── SELECTED EXTRACT
1989-VIL-81-ITAT-AHM
Income Tax Appellate Tribunal AHMEDABAD
ITA No. 2180/Ahd.1988
Date: 19.10.1989
SHRI KHEDUT SAHAKARI KHAND UDYOG MANDALI LTD.
Vs
INCOME-TAX OFFICER
I.J. Desai for the Appellant
V.S. Shah for the Respondent
BENCH
K.R. DIXIT, JUDICIAL MEMBER AND B.M. KOTHARI ACCOUNTANT MEMBER
JUDGMENT
B.M. KOTHARI A.M.:- The assessee has preferred this appeal against the order passed by the Commissioner (Appeals) confirming the levy of penalty of Rs. 6,50,000 under section 271 (1) (c) of the Income-tax Act, 1961.
────
── RECORDS SHOWN
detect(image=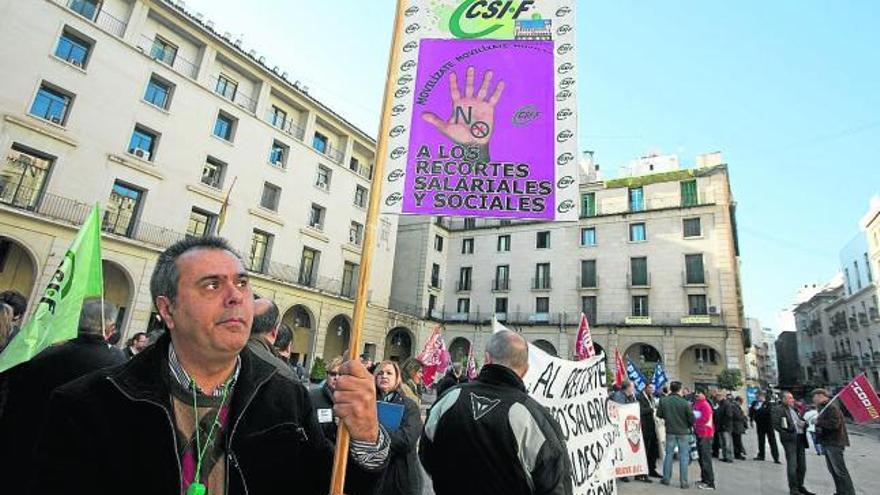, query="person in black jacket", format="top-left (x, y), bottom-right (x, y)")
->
top-left (419, 330), bottom-right (572, 495)
top-left (376, 361), bottom-right (422, 495)
top-left (749, 392), bottom-right (780, 464)
top-left (309, 356), bottom-right (344, 445)
top-left (434, 363), bottom-right (467, 397)
top-left (0, 299), bottom-right (126, 493)
top-left (29, 237), bottom-right (389, 495)
top-left (772, 392), bottom-right (815, 495)
top-left (712, 390), bottom-right (734, 462)
top-left (728, 397), bottom-right (749, 461)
────
TASK DESCRIPTION: Can you reproduce the tribunal judgment starting with "1989-VIL-81-ITAT-AHM" and going on through "Income-tax Act, 1961.", but replace "penalty" with "fine"?

ANSWER FOR THIS EXERCISE:
1989-VIL-81-ITAT-AHM
Income Tax Appellate Tribunal AHMEDABAD
ITA No. 2180/Ahd.1988
Date: 19.10.1989
SHRI KHEDUT SAHAKARI KHAND UDYOG MANDALI LTD.
Vs
INCOME-TAX OFFICER
I.J. Desai for the Appellant
V.S. Shah for the Respondent
BENCH
K.R. DIXIT, JUDICIAL MEMBER AND B.M. KOTHARI ACCOUNTANT MEMBER
JUDGMENT
B.M. KOTHARI A.M.:- The assessee has preferred this appeal against the order passed by the Commissioner (Appeals) confirming the levy of fine of Rs. 6,50,000 under section 271 (1) (c) of the Income-tax Act, 1961.